- [Set exercise] Extract the line that contains "For the evaluation, point out each instance of the hose coupling" and every line after it to the end of the records below, exactly as written and nothing else.
#### Dataset excerpts
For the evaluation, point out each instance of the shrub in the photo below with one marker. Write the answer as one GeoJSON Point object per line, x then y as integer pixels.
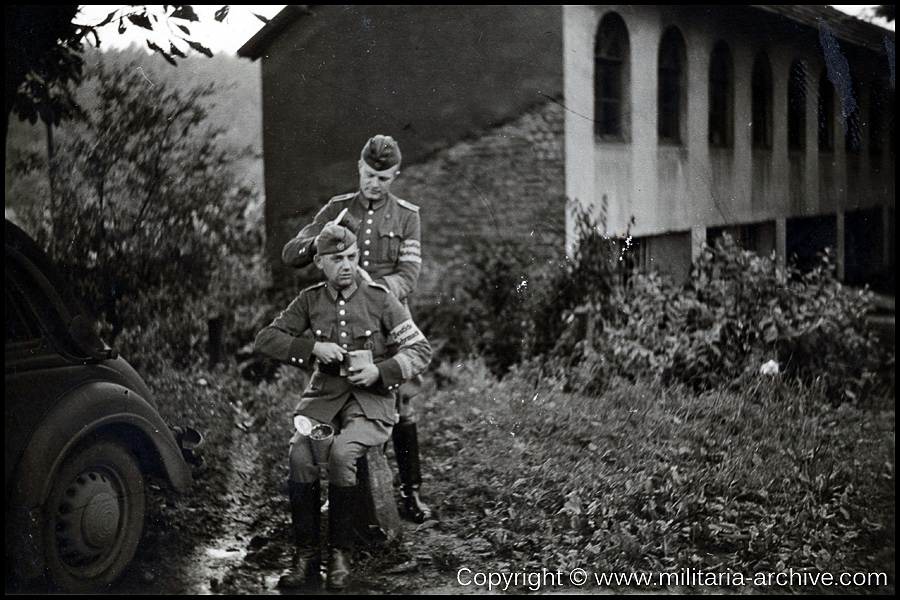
{"type": "Point", "coordinates": [508, 304]}
{"type": "Point", "coordinates": [146, 217]}
{"type": "Point", "coordinates": [737, 311]}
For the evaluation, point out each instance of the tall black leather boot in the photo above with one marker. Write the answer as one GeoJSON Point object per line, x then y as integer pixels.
{"type": "Point", "coordinates": [406, 447]}
{"type": "Point", "coordinates": [306, 516]}
{"type": "Point", "coordinates": [340, 532]}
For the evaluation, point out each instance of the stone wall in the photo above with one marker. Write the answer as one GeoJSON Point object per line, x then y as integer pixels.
{"type": "Point", "coordinates": [506, 185]}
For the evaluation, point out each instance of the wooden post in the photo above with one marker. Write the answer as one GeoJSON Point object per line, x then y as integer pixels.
{"type": "Point", "coordinates": [377, 519]}
{"type": "Point", "coordinates": [216, 327]}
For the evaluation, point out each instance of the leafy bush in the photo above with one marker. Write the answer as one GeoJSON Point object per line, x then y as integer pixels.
{"type": "Point", "coordinates": [147, 219]}
{"type": "Point", "coordinates": [504, 303]}
{"type": "Point", "coordinates": [737, 311]}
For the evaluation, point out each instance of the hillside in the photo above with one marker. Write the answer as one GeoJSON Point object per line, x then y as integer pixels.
{"type": "Point", "coordinates": [236, 110]}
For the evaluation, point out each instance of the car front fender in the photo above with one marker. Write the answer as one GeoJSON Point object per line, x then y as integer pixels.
{"type": "Point", "coordinates": [99, 407]}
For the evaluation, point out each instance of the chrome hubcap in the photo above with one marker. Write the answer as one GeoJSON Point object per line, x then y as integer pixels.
{"type": "Point", "coordinates": [88, 518]}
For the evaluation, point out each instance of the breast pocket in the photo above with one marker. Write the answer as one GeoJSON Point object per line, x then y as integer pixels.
{"type": "Point", "coordinates": [324, 334]}
{"type": "Point", "coordinates": [369, 339]}
{"type": "Point", "coordinates": [389, 243]}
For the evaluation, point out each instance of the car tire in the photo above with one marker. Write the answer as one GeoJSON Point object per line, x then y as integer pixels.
{"type": "Point", "coordinates": [94, 516]}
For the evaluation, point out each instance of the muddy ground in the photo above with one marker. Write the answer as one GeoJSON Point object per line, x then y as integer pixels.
{"type": "Point", "coordinates": [232, 534]}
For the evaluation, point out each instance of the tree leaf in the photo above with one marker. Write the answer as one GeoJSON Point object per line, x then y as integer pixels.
{"type": "Point", "coordinates": [165, 55]}
{"type": "Point", "coordinates": [200, 48]}
{"type": "Point", "coordinates": [107, 20]}
{"type": "Point", "coordinates": [186, 12]}
{"type": "Point", "coordinates": [141, 20]}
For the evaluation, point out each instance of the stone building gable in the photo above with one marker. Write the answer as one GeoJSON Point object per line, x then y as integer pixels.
{"type": "Point", "coordinates": [506, 185]}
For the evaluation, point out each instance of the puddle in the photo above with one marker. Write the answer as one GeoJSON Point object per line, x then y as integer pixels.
{"type": "Point", "coordinates": [231, 553]}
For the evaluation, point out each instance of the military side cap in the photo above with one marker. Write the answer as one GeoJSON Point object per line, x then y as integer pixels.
{"type": "Point", "coordinates": [334, 239]}
{"type": "Point", "coordinates": [381, 152]}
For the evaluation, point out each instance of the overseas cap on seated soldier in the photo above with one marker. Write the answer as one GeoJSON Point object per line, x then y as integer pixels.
{"type": "Point", "coordinates": [337, 255]}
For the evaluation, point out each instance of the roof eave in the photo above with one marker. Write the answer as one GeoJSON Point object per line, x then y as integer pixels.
{"type": "Point", "coordinates": [256, 46]}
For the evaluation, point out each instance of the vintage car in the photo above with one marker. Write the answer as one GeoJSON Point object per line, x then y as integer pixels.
{"type": "Point", "coordinates": [82, 437]}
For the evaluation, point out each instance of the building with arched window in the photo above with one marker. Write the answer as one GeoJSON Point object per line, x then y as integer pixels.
{"type": "Point", "coordinates": [772, 123]}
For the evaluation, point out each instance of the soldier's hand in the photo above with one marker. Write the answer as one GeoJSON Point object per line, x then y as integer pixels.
{"type": "Point", "coordinates": [364, 274]}
{"type": "Point", "coordinates": [365, 376]}
{"type": "Point", "coordinates": [350, 222]}
{"type": "Point", "coordinates": [328, 352]}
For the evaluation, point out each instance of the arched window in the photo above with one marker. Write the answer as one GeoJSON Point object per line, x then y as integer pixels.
{"type": "Point", "coordinates": [797, 81]}
{"type": "Point", "coordinates": [876, 119]}
{"type": "Point", "coordinates": [826, 113]}
{"type": "Point", "coordinates": [761, 92]}
{"type": "Point", "coordinates": [671, 91]}
{"type": "Point", "coordinates": [721, 94]}
{"type": "Point", "coordinates": [611, 53]}
{"type": "Point", "coordinates": [853, 123]}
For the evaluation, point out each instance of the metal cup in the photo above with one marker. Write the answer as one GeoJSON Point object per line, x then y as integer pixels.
{"type": "Point", "coordinates": [321, 439]}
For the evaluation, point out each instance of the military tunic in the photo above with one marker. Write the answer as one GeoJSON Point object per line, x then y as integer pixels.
{"type": "Point", "coordinates": [389, 239]}
{"type": "Point", "coordinates": [363, 316]}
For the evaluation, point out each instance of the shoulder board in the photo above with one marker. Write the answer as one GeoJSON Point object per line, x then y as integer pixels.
{"type": "Point", "coordinates": [315, 286]}
{"type": "Point", "coordinates": [408, 205]}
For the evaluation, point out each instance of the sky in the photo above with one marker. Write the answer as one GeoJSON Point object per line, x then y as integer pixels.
{"type": "Point", "coordinates": [225, 37]}
{"type": "Point", "coordinates": [241, 25]}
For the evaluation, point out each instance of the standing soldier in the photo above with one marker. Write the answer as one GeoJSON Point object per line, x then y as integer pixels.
{"type": "Point", "coordinates": [389, 235]}
{"type": "Point", "coordinates": [345, 314]}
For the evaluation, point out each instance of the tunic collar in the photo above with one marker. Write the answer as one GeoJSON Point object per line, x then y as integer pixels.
{"type": "Point", "coordinates": [364, 202]}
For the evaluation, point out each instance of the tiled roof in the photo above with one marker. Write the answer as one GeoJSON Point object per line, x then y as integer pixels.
{"type": "Point", "coordinates": [845, 27]}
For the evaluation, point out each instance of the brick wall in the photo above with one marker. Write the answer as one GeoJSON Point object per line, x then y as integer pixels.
{"type": "Point", "coordinates": [506, 185]}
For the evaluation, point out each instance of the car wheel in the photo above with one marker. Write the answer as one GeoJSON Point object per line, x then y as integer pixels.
{"type": "Point", "coordinates": [95, 516]}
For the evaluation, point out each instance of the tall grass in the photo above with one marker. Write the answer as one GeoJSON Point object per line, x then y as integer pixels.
{"type": "Point", "coordinates": [653, 478]}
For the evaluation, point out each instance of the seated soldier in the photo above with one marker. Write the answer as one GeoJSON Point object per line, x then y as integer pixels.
{"type": "Point", "coordinates": [344, 313]}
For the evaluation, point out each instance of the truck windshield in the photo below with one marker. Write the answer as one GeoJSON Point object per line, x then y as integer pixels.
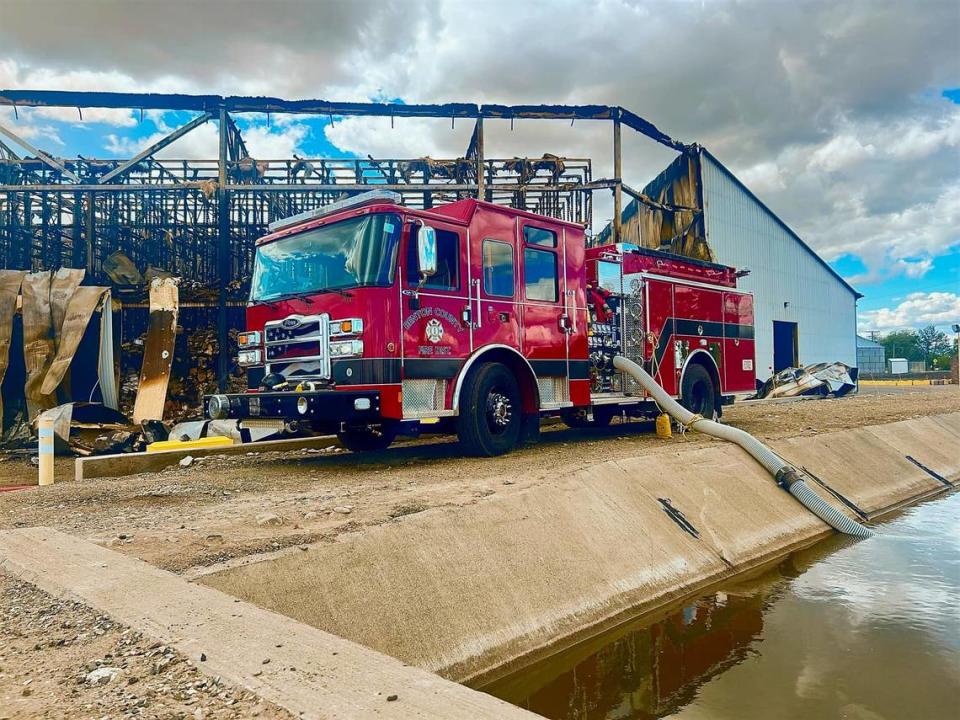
{"type": "Point", "coordinates": [348, 254]}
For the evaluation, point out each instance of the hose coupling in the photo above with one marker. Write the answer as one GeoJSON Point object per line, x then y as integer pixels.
{"type": "Point", "coordinates": [787, 476]}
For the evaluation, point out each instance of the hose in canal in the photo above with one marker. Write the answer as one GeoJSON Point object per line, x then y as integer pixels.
{"type": "Point", "coordinates": [785, 474]}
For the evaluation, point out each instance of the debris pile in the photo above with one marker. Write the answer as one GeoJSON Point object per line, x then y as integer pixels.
{"type": "Point", "coordinates": [822, 379]}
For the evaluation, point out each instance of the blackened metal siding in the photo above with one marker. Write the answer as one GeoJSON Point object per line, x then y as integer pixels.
{"type": "Point", "coordinates": [789, 282]}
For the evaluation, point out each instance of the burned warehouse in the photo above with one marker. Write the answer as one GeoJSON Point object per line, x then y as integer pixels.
{"type": "Point", "coordinates": [126, 282]}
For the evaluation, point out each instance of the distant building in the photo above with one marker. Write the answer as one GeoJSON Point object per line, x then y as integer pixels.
########
- [Full output]
For the evaluation, point out each instance of the hose coupling in the photo above with one marker. Write the answer as one GeoJSON Point object per line, x then y as integer pixels.
{"type": "Point", "coordinates": [787, 476]}
For the evaluation, point out each instance of the hose in canal in the photo above with one marker. Write the answer as one GeoJSON Point object per line, x then y as integer pixels.
{"type": "Point", "coordinates": [785, 474]}
For the evaluation, point out each instance of the debris pile in the photo above with one marker. Write the answer as one GeoJSON Point object per line, x then y as integer pixels.
{"type": "Point", "coordinates": [822, 379]}
For the evaluation, point out each instance of the blackened metal siding in the photo above with one marker. Write the answer as one GeoJSON Point object per line, x then y as integer pixels.
{"type": "Point", "coordinates": [789, 282]}
For the evaluation, point out each instance of the burned warehouse in the photo above with one marker. Write the answer as one GeoJSON Point object per line, x then y as integer pixels.
{"type": "Point", "coordinates": [126, 282]}
For the evaluation, point out each instance of the distant building in the photo above with one marker. Write the answer as one GeoJSON Point object per line, x then y as integer pixels.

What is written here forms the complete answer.